RECORDS:
*** Block opens ***

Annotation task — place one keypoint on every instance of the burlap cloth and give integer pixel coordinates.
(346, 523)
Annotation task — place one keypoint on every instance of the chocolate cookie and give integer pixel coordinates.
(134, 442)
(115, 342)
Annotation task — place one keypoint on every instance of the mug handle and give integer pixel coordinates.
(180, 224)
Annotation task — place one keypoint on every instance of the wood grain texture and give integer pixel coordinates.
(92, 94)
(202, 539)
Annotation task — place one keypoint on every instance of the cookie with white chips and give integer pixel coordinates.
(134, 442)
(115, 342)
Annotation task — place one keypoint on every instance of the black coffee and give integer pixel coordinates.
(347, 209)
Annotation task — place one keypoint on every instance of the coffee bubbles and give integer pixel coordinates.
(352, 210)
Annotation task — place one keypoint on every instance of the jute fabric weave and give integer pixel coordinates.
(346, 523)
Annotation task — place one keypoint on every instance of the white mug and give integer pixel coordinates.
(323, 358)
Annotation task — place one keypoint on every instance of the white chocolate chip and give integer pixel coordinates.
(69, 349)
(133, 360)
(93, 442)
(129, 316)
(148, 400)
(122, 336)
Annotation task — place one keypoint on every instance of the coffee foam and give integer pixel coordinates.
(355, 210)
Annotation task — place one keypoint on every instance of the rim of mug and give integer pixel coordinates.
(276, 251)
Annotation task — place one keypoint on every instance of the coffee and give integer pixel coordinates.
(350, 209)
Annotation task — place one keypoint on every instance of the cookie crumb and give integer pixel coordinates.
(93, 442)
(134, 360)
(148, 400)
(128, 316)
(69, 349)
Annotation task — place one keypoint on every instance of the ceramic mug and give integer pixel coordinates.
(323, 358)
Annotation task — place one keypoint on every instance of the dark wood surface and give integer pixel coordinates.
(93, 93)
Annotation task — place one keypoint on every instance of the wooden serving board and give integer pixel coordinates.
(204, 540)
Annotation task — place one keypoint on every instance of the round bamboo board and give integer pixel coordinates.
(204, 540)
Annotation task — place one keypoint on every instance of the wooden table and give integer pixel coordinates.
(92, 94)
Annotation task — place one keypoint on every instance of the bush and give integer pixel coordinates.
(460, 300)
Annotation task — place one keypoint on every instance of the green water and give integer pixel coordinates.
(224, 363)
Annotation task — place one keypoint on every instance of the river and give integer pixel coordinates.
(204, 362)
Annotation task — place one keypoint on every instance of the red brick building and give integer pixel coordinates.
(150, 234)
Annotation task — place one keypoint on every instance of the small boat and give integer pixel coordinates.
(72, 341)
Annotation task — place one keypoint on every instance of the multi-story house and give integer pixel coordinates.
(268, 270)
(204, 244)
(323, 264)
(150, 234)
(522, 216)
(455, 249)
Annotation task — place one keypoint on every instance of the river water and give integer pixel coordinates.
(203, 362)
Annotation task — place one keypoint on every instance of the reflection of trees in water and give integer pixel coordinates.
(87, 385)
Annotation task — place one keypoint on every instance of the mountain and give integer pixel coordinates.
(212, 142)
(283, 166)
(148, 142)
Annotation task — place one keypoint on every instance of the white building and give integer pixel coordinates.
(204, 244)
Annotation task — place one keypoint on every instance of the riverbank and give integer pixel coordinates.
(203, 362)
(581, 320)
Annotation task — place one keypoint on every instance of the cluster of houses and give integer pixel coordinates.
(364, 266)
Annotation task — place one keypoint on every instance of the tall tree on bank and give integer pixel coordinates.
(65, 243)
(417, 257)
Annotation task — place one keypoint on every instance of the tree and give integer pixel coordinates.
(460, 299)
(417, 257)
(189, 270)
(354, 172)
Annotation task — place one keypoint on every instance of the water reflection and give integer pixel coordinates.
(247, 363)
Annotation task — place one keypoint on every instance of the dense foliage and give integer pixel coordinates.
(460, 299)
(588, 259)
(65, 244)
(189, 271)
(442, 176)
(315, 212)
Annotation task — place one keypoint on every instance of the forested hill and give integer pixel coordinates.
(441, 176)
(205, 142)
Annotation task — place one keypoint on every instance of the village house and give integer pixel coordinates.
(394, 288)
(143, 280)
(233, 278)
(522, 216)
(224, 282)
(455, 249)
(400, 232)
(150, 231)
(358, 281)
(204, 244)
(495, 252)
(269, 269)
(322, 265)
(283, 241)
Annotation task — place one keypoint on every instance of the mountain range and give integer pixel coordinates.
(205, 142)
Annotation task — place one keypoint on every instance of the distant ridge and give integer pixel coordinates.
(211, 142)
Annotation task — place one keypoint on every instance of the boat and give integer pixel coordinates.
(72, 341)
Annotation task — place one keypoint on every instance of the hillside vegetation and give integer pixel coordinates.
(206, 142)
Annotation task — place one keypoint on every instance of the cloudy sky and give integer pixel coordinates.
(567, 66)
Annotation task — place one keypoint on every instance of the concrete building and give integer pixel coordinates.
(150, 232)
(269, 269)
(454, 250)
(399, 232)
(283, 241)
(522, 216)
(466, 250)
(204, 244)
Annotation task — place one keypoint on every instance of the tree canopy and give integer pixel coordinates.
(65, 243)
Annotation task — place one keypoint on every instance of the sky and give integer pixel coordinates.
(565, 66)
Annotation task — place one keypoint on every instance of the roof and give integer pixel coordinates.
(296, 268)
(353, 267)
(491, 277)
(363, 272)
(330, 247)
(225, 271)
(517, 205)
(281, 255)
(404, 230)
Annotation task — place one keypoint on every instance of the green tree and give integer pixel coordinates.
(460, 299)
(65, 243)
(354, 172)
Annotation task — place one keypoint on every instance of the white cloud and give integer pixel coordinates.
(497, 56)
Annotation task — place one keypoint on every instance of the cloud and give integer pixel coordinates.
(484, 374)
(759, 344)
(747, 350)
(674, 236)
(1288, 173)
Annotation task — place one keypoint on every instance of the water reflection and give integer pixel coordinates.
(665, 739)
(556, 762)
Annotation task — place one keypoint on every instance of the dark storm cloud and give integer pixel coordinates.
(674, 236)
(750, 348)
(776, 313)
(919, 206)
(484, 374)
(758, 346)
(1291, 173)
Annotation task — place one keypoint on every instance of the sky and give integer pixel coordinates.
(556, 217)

*** Block closes ***

TASK INSTRUCTIONS: Type out every record above once more, exactly.

TASK RESPONSE:
Annotation task — place one keypoint on every instance of the burlap cloth and give integer pixel coordinates.
(346, 523)
Annotation task — place one keypoint on every instance of the chocolate cookie and give integer pixel coordinates.
(134, 442)
(115, 342)
Annotation task — place one keypoint on every instance of the mug handle and give integer pixel coordinates.
(180, 224)
Annotation task — place one keypoint on every instance of the wood grain texture and give integer pixel coordinates.
(92, 94)
(202, 539)
Annotation task — place one keypoint on every instance of the cookie with white chips and give integer pixel coordinates.
(134, 442)
(115, 342)
Annotation task — place one keypoint on every instance of the black coffee and give integer pixel coordinates.
(347, 209)
Annotation task — place one keypoint on every instance of the coffee bubbles and give integer pixel coordinates.
(352, 210)
Annotation task — place one keypoint on every instance of the jute fabric weave and give integer pixel coordinates.
(346, 523)
Annotation task — place one keypoint on every instance of the white mug and give integer pixel coordinates.
(323, 358)
Annotation task — place one keypoint on every instance of the white chocolate chip and give integer pixel coordinates.
(69, 349)
(133, 360)
(93, 442)
(129, 316)
(148, 400)
(122, 336)
Annotation task — place one keypoint on every instance of the coffee foam and give integer pixel coordinates.
(355, 210)
Annotation task — place one keypoint on every instance of the rim of mug and give integer pixel coordinates.
(276, 251)
Annotation task — place one keypoint on every instance of the coffee and give integer pixel coordinates.
(350, 209)
Annotation task — place one keypoint on every instance of the cookie crumb and give integer pixel coordinates.
(93, 442)
(134, 360)
(148, 400)
(128, 316)
(69, 349)
Annotation task — place one keypoint on every instance of the ceramic mug and give integer pixel coordinates.
(323, 358)
Annotation task — place one keypoint on every instance of the dark wood surface and give integer pixel coordinates.
(93, 93)
Annotation task — place one keypoint on every instance of the wooden serving board and give integer pixel coordinates.
(204, 540)
Annotation task — place one keypoint on every instance of the round bamboo board and give integer pixel coordinates.
(204, 540)
Annotation task — place one keypoint on every instance of the wooden table and give integer pixel coordinates.
(92, 94)
Annotation task — place one keypoint on every instance of the bush and give integer pixel coordinates.
(460, 300)
Annotation task — place one keypoint on every instance of the green water and give integer pixel coordinates.
(224, 363)
Annotation task — place one keypoint on every instance of the river and give integer pixel coordinates.
(204, 362)
Annotation task — place one keypoint on every instance of the red brick building and give integer pixel coordinates.
(150, 234)
Annotation task — place one keypoint on every instance of the small boat and give integer pixel coordinates.
(72, 341)
Annotation task — place one keypoint on every instance of the multi-story house and give integer pixel coordinates.
(268, 270)
(204, 244)
(323, 264)
(150, 234)
(522, 216)
(455, 249)
Annotation task — place one keypoint on every instance of the river water and give integer pixel coordinates.
(203, 362)
Annotation task — place one keypoint on every instance of the reflection of trees in water and give integer pixel coordinates.
(87, 385)
Annotation task — place one keypoint on every instance of the mountain and give integer pixel coordinates.
(212, 142)
(283, 166)
(148, 142)
Annotation task — place one keypoint on every instance of the white building and give integer pixel coordinates.
(204, 244)
Annotation task — place one keypoint on every instance of the riverbank and give integer pixel coordinates.
(203, 362)
(581, 320)
Annotation task — place one keypoint on every instance of the cluster of houses and give integer pixel coordinates.
(364, 266)
Annotation task — place one keypoint on every instance of the tall tree on bank and give integer pixel coordinates.
(65, 243)
(417, 257)
Annotation task — place one keypoint on every instance of the tree and give integer pixel coordinates.
(460, 299)
(417, 257)
(189, 270)
(354, 172)
Annotation task — place one keypoint on every instance of the water reflection and give integer pixel coordinates.
(247, 363)
Annotation task — place one keypoint on every instance of the dense foliage and give integer pixel coordinates.
(460, 299)
(588, 259)
(65, 244)
(189, 271)
(442, 176)
(315, 212)
Annotation task — place one keypoint on every instance of the forested hill and give integer pixel coordinates.
(441, 176)
(205, 142)
Annotation task — place one keypoint on every instance of the village house and give integer pixel coordinates.
(394, 288)
(143, 280)
(233, 278)
(522, 216)
(224, 282)
(455, 249)
(400, 232)
(150, 231)
(358, 281)
(204, 244)
(495, 252)
(269, 269)
(322, 265)
(283, 241)
Annotation task — place one keypoint on every instance of the mountain range and give integer pixel coordinates.
(205, 142)
Annotation task — place one keypoint on every instance of the distant ridge and give integer pixel coordinates.
(211, 142)
Annotation task — place one keypoint on every instance of the boat and give integer pixel coordinates.
(72, 341)
Annotation task — place one keypoint on every instance of the hillside vegetation and give integer pixel coordinates.
(206, 142)
Annotation task — place one keypoint on every instance of the cloudy sky and give integer pixel coordinates.
(567, 66)
Annotation task — place one keypoint on every instance of the concrete building and give integer pixel coordinates.
(150, 232)
(269, 269)
(454, 250)
(399, 232)
(283, 241)
(522, 216)
(466, 250)
(204, 244)
Annotation task — place one keypoint on every instance of the tree canopy and give integer pixel coordinates.
(65, 243)
Annotation task — place one keypoint on every instance of the sky and give integer pixel coordinates.
(565, 66)
Annotation task — place one keypoint on every instance of the roof and give integer pixel coordinates.
(296, 268)
(353, 267)
(491, 277)
(363, 272)
(330, 247)
(225, 271)
(517, 205)
(281, 255)
(404, 230)
Annotation task — place one keypoint on every instance of the green tree and give integer pixel coordinates.
(460, 299)
(65, 243)
(354, 172)
Annotation task — place one keypoint on every instance of the white cloud and give integer pixel coordinates.
(497, 56)
Annotation task — place one keypoint on every instance of the cloud and give integer pixel coordinates.
(484, 374)
(759, 344)
(747, 350)
(674, 236)
(1288, 173)
Annotation task — place one keypoint on every instance of the water reflection and give integer pixel coordinates.
(665, 739)
(556, 762)
Annotation task — place one keypoint on every instance of the dark storm cloud and give integer pixel coordinates.
(674, 236)
(750, 348)
(776, 313)
(919, 206)
(484, 374)
(758, 346)
(1291, 173)
Annotation task — place one keypoint on every instance of the sky and give integer pixel coordinates.
(556, 217)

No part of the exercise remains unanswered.